Stored data entries =
== Segment start ==
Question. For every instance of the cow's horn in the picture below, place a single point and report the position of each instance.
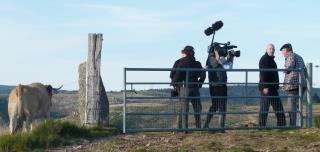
(57, 89)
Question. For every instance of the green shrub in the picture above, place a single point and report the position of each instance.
(316, 121)
(50, 134)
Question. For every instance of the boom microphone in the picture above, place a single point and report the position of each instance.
(215, 27)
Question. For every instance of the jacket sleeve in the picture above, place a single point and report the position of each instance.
(290, 63)
(177, 76)
(202, 75)
(263, 64)
(172, 73)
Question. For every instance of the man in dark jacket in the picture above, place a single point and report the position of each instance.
(218, 85)
(194, 80)
(269, 85)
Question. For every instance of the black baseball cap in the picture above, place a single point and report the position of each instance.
(287, 45)
(189, 50)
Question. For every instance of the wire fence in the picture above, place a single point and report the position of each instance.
(243, 107)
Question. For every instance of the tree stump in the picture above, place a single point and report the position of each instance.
(94, 105)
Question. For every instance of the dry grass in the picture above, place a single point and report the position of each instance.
(247, 141)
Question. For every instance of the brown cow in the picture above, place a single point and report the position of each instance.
(27, 102)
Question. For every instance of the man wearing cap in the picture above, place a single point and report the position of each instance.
(218, 85)
(291, 80)
(195, 80)
(268, 86)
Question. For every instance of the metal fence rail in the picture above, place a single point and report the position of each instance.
(155, 109)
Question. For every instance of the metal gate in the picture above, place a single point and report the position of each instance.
(155, 110)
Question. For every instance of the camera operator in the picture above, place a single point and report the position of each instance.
(188, 61)
(216, 61)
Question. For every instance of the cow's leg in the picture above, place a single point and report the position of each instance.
(13, 124)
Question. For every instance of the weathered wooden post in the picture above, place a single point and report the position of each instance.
(92, 95)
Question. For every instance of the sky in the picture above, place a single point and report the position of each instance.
(45, 40)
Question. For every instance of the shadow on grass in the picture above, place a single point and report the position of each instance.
(51, 134)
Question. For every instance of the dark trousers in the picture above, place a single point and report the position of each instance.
(293, 103)
(276, 105)
(184, 106)
(218, 104)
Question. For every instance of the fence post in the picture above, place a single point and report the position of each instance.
(309, 94)
(124, 100)
(96, 105)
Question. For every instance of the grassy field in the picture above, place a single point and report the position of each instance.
(64, 106)
(307, 140)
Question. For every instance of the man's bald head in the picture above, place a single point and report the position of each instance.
(270, 49)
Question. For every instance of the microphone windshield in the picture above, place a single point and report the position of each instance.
(217, 25)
== Segment end ==
Activity = The entries must be written out again unchanged. Images are to be left out.

Reply to the exercise =
Question. For every instance of the cow's horn in the picture below, place a single point and report the position of each instance.
(57, 89)
Question. For every instance of the green shrub in the picture above, place a single point and report the position of each instance.
(316, 121)
(50, 134)
Question. For every instance of the boom microphone in the picture above, place a single point and report the position of each instance.
(215, 27)
Question. For every instance of the jacket sleeve in the picture above, place a single point and report the position of each instance.
(290, 63)
(177, 76)
(202, 75)
(263, 64)
(172, 73)
Question. For every instance of the man in dark jacket in the picture above, place a single point and report the position of each instance.
(218, 85)
(194, 80)
(269, 85)
Question. For every instance of the black baseball cap in the picture above, place a single point and report the position of each instance.
(287, 45)
(189, 50)
Question. For every instance of the wire fence in the picture above, place a single point and report the position of each instance.
(243, 107)
Question. For every instance of the tree stump in the picture above, place a single point and report the position of each instance.
(94, 105)
Question. For every instance of the dry grass in the picture above, place a single point and report the position of each instance.
(247, 141)
Question. For every instance of the brown cow in the picture above, place a single point and report the position of each instance.
(27, 102)
Question. For every instance of the man wearing cap in the picture above, place a single point and report the position of each instance.
(218, 85)
(291, 80)
(195, 80)
(268, 86)
Question. For every instance of the metal fence rail in the picture above, place a single point and report the position of each instance.
(155, 109)
Question. For every instance of the metal gate in the picture above, place a single point and report the position of each instance.
(155, 110)
Question. For every instance of the camera operator in the picture above, place a single point and report the position of each instance.
(188, 61)
(216, 61)
Question. For every instance of the cow's leg in the picture above, place a single point and report the position of each instance.
(13, 124)
Question. For every instance of the weathered wooden post in the picture above, place a single point and report the position of each instance.
(92, 95)
Question. For every instance of the sky in the picture above, place a single point and report the position of each instance.
(45, 40)
Question. For every instance of the shadow on grass in the picture above, place a single point and report the position of each instance.
(51, 134)
Question. For every instance of the dark trousers in the picture above, place a single point and report the position of each instance.
(293, 103)
(276, 105)
(184, 106)
(218, 104)
Question. For every instance of the fence post in the picture above, place a single point and report the position of each instance.
(309, 94)
(124, 100)
(96, 105)
Question. For every instance of the grassy field in the picture above, place a single point and report the position of each instance.
(64, 106)
(307, 140)
Question. For every instance of the man's bald head in the picture above, place a single point and report the position of each instance.
(270, 49)
Question. For every instance of the microphone windshield in the picture above, place a single point and report the position of each instance.
(217, 25)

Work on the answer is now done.